Check the records below line by line. Give the count of lines with "green", and nothing else.

Dataset entries:
-- Opening Marker --

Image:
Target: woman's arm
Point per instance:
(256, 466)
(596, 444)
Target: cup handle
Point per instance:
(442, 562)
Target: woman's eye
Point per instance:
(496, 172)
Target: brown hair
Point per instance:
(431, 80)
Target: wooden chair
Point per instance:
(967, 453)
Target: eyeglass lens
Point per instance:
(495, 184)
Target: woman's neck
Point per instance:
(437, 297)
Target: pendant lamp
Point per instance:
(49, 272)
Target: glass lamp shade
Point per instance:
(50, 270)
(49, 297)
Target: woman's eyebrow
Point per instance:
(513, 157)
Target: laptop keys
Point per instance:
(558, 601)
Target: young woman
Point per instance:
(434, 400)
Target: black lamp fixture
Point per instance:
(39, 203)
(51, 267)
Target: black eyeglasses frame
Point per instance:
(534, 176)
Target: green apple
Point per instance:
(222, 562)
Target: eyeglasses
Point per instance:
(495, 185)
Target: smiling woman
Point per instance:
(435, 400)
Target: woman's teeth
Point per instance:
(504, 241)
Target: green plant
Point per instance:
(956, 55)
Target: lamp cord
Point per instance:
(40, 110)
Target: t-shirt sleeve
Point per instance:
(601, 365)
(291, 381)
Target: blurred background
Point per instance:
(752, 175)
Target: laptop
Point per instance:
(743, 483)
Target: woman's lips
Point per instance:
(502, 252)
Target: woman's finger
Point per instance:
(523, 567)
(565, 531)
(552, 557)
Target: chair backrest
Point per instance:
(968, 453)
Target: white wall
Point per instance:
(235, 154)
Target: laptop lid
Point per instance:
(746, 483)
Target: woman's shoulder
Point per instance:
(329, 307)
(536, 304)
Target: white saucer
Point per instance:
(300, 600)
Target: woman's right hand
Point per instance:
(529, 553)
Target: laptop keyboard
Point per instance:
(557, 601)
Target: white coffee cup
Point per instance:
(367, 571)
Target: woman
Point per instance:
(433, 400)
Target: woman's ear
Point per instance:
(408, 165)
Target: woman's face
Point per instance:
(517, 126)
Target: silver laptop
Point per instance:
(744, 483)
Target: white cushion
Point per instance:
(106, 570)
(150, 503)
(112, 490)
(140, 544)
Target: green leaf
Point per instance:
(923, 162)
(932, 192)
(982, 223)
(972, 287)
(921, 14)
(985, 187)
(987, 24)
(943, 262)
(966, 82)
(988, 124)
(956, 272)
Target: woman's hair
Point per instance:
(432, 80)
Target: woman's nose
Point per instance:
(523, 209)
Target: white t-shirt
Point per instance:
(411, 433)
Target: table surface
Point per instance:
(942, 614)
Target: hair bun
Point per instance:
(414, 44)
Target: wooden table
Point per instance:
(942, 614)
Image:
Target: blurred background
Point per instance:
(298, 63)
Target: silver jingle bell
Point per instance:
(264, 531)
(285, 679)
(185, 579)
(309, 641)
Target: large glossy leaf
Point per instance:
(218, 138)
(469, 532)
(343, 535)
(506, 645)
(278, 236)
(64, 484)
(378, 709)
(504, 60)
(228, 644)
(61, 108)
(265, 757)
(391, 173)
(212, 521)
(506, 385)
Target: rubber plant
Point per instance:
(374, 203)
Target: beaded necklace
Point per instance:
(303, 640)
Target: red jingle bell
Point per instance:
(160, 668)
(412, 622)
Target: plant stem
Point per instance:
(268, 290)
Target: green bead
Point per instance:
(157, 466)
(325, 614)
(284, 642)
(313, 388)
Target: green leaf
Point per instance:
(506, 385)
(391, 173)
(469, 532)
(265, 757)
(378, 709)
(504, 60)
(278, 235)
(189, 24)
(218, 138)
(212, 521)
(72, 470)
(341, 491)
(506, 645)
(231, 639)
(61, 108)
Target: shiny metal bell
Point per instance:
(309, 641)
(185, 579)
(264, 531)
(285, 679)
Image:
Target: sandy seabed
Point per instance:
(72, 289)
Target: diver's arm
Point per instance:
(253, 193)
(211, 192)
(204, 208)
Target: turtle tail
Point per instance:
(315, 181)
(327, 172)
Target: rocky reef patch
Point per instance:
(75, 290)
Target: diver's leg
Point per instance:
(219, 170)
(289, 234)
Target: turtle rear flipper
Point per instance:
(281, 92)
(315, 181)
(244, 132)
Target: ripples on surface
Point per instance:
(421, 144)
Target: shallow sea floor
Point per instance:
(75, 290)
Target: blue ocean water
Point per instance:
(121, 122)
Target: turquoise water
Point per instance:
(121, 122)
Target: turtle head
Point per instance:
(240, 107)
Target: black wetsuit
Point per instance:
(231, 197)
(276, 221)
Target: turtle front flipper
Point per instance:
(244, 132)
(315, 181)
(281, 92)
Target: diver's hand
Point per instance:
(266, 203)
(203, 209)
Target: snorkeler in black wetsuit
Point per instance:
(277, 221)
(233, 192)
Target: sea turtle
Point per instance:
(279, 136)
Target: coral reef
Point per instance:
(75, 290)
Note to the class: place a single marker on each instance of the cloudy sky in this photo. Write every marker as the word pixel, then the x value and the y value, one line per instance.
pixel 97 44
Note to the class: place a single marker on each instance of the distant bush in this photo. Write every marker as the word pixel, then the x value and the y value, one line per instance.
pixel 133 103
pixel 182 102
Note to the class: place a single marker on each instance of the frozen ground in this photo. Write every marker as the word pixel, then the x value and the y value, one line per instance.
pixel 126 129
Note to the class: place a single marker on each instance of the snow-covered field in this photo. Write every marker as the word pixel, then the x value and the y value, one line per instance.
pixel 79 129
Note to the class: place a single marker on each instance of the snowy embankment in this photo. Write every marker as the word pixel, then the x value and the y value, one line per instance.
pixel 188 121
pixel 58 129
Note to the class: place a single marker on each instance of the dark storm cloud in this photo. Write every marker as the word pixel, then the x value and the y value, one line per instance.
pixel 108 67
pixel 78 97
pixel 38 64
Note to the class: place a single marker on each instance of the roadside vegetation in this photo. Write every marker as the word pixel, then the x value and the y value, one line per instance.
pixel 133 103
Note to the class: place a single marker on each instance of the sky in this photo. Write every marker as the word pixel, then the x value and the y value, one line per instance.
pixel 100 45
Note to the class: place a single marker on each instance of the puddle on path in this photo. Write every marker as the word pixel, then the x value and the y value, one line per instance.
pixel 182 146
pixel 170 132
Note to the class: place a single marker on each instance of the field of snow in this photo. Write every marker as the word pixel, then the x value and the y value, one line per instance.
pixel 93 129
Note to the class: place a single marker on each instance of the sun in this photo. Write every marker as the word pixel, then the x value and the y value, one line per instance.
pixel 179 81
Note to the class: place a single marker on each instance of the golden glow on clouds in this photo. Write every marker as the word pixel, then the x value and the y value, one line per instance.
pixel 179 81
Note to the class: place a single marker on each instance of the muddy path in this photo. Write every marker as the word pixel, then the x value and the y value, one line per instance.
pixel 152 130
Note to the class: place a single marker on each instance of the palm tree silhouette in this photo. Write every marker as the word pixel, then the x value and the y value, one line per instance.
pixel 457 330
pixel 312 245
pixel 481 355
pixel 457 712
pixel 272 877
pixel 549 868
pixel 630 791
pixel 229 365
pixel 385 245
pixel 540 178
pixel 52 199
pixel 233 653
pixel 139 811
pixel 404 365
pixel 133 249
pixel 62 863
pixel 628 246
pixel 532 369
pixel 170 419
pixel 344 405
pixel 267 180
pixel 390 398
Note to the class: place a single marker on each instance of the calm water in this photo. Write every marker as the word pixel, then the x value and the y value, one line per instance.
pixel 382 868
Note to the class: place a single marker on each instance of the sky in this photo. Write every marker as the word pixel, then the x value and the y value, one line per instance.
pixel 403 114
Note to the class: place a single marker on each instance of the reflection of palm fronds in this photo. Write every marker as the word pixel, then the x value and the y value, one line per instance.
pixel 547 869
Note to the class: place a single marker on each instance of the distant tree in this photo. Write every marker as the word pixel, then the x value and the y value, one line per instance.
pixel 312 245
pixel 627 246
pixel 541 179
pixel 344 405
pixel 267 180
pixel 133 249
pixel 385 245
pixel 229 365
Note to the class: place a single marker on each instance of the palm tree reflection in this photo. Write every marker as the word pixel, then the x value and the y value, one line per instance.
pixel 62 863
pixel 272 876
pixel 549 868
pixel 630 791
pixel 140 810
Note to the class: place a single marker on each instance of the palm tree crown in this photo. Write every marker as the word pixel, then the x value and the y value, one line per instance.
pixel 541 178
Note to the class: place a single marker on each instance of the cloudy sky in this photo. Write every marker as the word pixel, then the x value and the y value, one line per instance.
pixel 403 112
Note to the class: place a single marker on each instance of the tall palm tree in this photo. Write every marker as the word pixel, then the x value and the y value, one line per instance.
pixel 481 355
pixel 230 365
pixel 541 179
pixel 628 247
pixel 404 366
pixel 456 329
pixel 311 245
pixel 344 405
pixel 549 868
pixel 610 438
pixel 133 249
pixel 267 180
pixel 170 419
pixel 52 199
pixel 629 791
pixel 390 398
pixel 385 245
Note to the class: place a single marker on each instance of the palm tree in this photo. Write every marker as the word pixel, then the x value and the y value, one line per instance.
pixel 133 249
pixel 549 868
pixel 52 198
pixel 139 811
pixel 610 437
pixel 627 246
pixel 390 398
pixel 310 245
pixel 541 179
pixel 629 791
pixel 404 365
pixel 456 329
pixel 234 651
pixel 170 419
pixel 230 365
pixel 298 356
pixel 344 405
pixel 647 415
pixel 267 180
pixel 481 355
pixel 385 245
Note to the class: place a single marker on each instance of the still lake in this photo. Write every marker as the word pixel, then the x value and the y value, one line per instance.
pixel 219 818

-- Closing Marker --

Answer: 5